## Task list:
- A) Answer these questions using the piece on the Rockin1000 "Learn to Fly" cover, giving each answer on its own line:
(i) About how much money did Fabio Zaffagnini raise through a crowd-funding campaign?
(ii) Whose list are the marketing lessons summarized from, and where did it appear?
(iii) How many guitarists did Zaffagnini recruit?
- B) Write what comes next in the piece on the Rockin1000 "Learn to Fly" cover, picking up after its final sentence.

## Extracted text:
If you haven’t yet seen it, take a moment to crank up the volume and check out Rockin1000’s “Learn to Fly” cover right now.

Wasn’t that fun? Rockin1000 was a labor of love spearheaded by Foo fan Fabio Zaffagnini of Cesena, Italy, who spent two years and raised nearly $50,000 through a crowd-funding campaign in an effort to persuade the band to perform in his hometown.

As fun as it is to watch, the video was meticulously planned and developed over a long period of time for a specific audience and for a specific purpose. Consider these lessons that marketers can take away from “Learn To Fly”, as summarized from Andy Smith’s list in Reel SEO.

Make It Awesome

If you really think your idea is awesome, there’s probably a good chance a lot of other people will agree. As of this writing (two weeks after the video was uploaded), about 24+ million people agree with the town of Cesena.


What if you were to team up with all those people who agree your idea is pretty awesome? Zaffagnini recruited 250 drummers, 250 singers, 350 guitarists, and 150 bass players, not to mention numerous techs and camera operators, to bring one band to their town.

## Dataset excerpt:
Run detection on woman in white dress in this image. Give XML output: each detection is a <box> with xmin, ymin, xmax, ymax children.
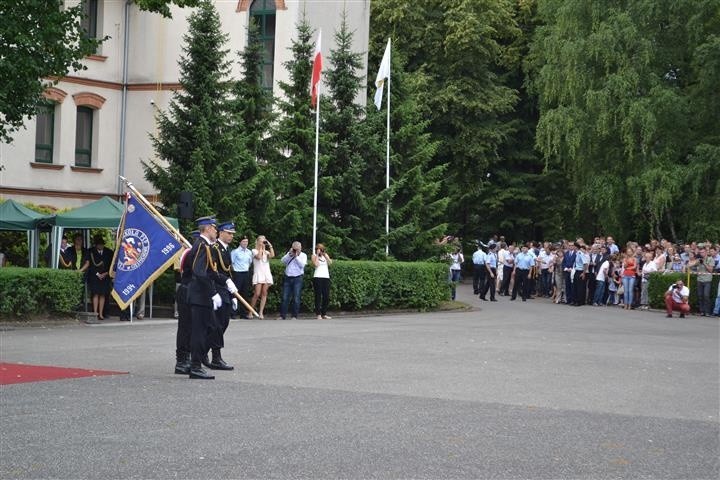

## Results:
- A)
(i) Nearly $50,000
(ii) Andy Smith's list in Reel SEO
(iii) 350

- B)
Work for What You Love

It took nearly two years to make this single eight-minute video. Director Fabio Zaffagnini’s single-minded goal was to come up with the most amazing way possible to impress his favorite band enough to come play for the fans of Cesena.

Keep It Moving

Notice that very few of the shots linger for longer than five seconds apiece; or if they do, they pan or zoom to hold the viewer’s interest. Another key to grabbing attention: the video gets right to the point quickly by starting with the song and saving the backstory for the end (after the four-minute mark), so as not to risk boring the viewer too soon.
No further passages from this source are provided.